▶ **INSTRUCTIONS TO FOLLOW**:
Collect every line of the records below that contains the string "fallen" and copy each such line in full. Case matters, so a match must have the same uppercase and lowercase letters.

▶ **STORED RECORDS**:
----
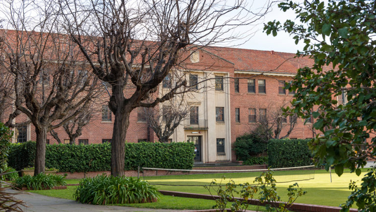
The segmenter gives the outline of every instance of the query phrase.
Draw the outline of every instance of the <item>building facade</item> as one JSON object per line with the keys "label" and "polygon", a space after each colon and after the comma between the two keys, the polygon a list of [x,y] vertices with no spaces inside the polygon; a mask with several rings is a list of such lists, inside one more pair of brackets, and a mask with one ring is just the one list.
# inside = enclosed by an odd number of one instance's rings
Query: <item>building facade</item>
{"label": "building facade", "polygon": [[[213,47],[191,52],[187,64],[187,80],[202,82],[190,92],[186,102],[189,114],[170,137],[169,142],[195,143],[195,161],[198,163],[234,161],[236,155],[232,146],[236,138],[249,133],[259,120],[278,111],[288,104],[293,93],[283,89],[284,83],[291,81],[300,67],[309,65],[311,61],[294,58],[294,54],[227,47]],[[169,79],[173,80],[173,79]],[[163,94],[164,86],[159,93]],[[85,126],[75,144],[99,144],[111,142],[114,116],[106,104],[101,112],[94,116]],[[141,114],[134,109],[130,118],[127,142],[157,142],[155,134]],[[15,123],[26,119],[22,115]],[[313,137],[311,120],[298,118],[291,138]],[[287,133],[290,122],[284,120],[281,135]],[[305,124],[305,122],[306,123]],[[35,140],[32,125],[14,129],[14,142]],[[62,128],[55,130],[62,143],[69,143]],[[47,135],[47,143],[57,141]]]}

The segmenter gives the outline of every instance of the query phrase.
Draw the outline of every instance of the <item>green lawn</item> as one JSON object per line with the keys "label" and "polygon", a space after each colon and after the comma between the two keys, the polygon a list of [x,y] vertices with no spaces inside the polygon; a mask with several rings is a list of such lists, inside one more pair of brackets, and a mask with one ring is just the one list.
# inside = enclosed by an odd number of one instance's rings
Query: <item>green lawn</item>
{"label": "green lawn", "polygon": [[[354,173],[349,173],[348,170],[345,170],[344,174],[340,177],[338,177],[335,173],[332,173],[332,183],[330,182],[330,175],[329,172],[325,170],[316,170],[314,179],[297,182],[299,187],[303,188],[304,191],[307,191],[307,193],[306,195],[300,197],[296,202],[339,206],[341,203],[346,202],[347,197],[351,193],[351,191],[349,190],[349,183],[350,180],[360,181],[362,176],[366,173],[367,170],[367,169],[362,169],[362,173],[359,177]],[[307,171],[301,170],[300,171],[302,174],[306,174],[306,173],[305,173],[305,171]],[[278,173],[278,172],[276,173]],[[256,175],[258,173],[255,174]],[[203,176],[200,178],[198,175],[196,175],[194,176],[195,180],[198,180],[199,181],[209,181],[210,182],[212,180]],[[286,176],[288,175],[288,174],[286,175]],[[183,177],[181,177],[183,178]],[[278,179],[278,177],[276,178]],[[160,180],[160,179],[159,179],[159,180]],[[182,180],[182,179],[181,180]],[[176,176],[174,177],[174,179],[170,180],[176,181]],[[78,183],[79,179],[69,179],[67,180],[67,181],[68,184]],[[286,199],[286,189],[289,185],[293,183],[294,182],[277,183],[277,191],[279,195],[281,196],[282,201]],[[161,185],[156,186],[160,190],[209,194],[209,191],[202,186]],[[74,193],[76,188],[75,186],[69,186],[68,189],[65,190],[45,190],[30,191],[47,196],[73,199],[72,196]],[[162,196],[161,200],[156,203],[122,205],[137,208],[200,210],[211,209],[214,204],[214,201],[213,200]],[[253,208],[250,209],[255,210],[255,208]]]}
{"label": "green lawn", "polygon": [[[67,189],[66,190],[28,191],[37,193],[46,196],[74,200],[73,198],[73,194],[74,193],[76,188],[77,186],[68,186]],[[174,210],[205,210],[212,209],[212,207],[215,204],[215,202],[214,200],[162,195],[160,200],[157,202],[116,204],[115,205],[141,208],[146,208]],[[230,208],[230,205],[228,205],[228,207]],[[249,207],[249,209],[251,210],[256,210],[257,207],[254,206],[250,206]],[[259,211],[264,211],[264,208],[263,207],[260,207]]]}

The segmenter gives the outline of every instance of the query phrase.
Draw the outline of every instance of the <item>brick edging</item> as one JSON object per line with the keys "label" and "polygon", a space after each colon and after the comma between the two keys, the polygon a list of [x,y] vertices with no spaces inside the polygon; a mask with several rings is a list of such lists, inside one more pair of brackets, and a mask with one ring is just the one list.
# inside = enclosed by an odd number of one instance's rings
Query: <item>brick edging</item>
{"label": "brick edging", "polygon": [[[204,199],[213,200],[219,198],[219,196],[212,196],[207,194],[201,194],[198,193],[186,193],[184,192],[171,191],[169,191],[160,190],[160,192],[163,195],[180,196],[182,197],[195,198],[198,199]],[[239,198],[236,199],[240,199]],[[276,202],[275,203],[271,203],[271,205],[276,205],[278,206],[280,203],[282,202]],[[248,203],[251,205],[264,206],[267,203],[261,203],[258,199],[249,199]],[[320,205],[313,205],[309,204],[294,203],[289,210],[294,212],[339,212],[341,208],[338,207],[327,206]],[[355,209],[351,209],[350,212],[357,212],[357,210]]]}

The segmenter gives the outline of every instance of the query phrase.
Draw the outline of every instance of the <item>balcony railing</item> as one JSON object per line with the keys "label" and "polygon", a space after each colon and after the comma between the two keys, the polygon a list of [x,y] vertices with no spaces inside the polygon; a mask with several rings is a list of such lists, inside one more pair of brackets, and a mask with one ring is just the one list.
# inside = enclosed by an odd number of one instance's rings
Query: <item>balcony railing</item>
{"label": "balcony railing", "polygon": [[185,129],[207,129],[208,120],[201,119],[199,120],[190,120],[187,119],[183,122]]}

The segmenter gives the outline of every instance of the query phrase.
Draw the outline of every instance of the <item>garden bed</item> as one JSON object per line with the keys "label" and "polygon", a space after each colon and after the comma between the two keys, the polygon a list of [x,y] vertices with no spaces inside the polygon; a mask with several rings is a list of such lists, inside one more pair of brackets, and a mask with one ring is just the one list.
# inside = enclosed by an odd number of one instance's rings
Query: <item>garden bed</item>
{"label": "garden bed", "polygon": [[[62,189],[67,189],[67,186],[55,186],[54,187],[53,187],[51,189],[49,188],[45,188],[42,189],[42,190],[61,190]],[[27,190],[34,190],[36,191],[35,190],[33,189],[32,188],[31,188],[31,189],[28,189],[27,187],[22,187],[21,189],[21,190],[22,191],[27,191]]]}

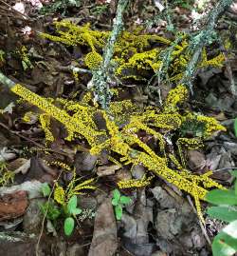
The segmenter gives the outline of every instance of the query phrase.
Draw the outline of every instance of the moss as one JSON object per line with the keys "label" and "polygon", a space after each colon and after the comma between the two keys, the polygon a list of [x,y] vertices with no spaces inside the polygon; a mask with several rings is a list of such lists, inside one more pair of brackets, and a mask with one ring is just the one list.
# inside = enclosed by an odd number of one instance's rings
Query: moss
{"label": "moss", "polygon": [[[85,94],[82,102],[57,99],[64,106],[64,108],[61,109],[55,107],[50,100],[42,98],[20,85],[15,85],[11,90],[64,124],[68,131],[67,140],[73,140],[80,135],[83,136],[91,147],[92,154],[100,154],[104,149],[108,153],[118,153],[120,155],[119,161],[123,165],[142,164],[148,171],[190,193],[194,198],[201,219],[199,200],[205,199],[207,188],[222,187],[209,177],[210,173],[194,175],[185,168],[183,148],[198,148],[203,145],[202,139],[217,130],[225,130],[225,128],[211,117],[187,112],[182,114],[179,107],[183,106],[188,99],[188,90],[182,85],[169,92],[163,108],[151,107],[139,108],[131,101],[121,101],[114,102],[107,111],[89,105],[91,101],[89,93]],[[68,110],[70,114],[67,113]],[[106,130],[99,129],[97,127],[96,114],[103,117]],[[169,151],[167,152],[166,148],[169,145],[166,134],[178,131],[185,122],[192,119],[203,124],[205,132],[197,138],[181,137],[177,139],[176,155],[179,156],[181,165],[174,155],[168,154],[167,156]],[[140,138],[140,130],[143,130],[146,136],[154,137],[158,141],[158,149],[154,150]],[[172,164],[173,166],[174,164],[174,168],[170,167]],[[65,191],[67,198],[81,193],[82,189],[95,189],[96,187],[91,184],[93,180],[77,185],[78,182],[79,180],[74,176]],[[136,183],[136,181],[134,184],[137,187],[142,186],[142,183]],[[143,185],[145,184],[144,181]],[[126,187],[126,185],[124,186]]]}

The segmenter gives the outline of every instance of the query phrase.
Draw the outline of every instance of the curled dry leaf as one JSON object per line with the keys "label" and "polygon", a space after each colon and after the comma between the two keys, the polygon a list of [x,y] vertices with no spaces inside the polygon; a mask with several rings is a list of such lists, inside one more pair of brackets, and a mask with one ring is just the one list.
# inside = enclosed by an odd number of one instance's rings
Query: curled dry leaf
{"label": "curled dry leaf", "polygon": [[27,207],[26,191],[17,191],[0,197],[0,221],[22,216]]}

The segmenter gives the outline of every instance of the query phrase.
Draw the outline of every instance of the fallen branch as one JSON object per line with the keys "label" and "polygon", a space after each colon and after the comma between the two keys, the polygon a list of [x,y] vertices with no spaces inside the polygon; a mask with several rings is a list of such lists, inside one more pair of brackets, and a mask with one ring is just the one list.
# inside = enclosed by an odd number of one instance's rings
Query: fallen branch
----
▶ **FINAL RESULT**:
Draw the outline of every instance of the fallen branch as one JSON object per line with the keys "label" and "polygon", a space after each colon and after the comma between the two keys, the polygon a list of [x,y] vertices with no spaces inside the polygon; a mask with several rings is a list of such lists, inside one more pair of brackets, and a mask with one ring is just the one list.
Query: fallen branch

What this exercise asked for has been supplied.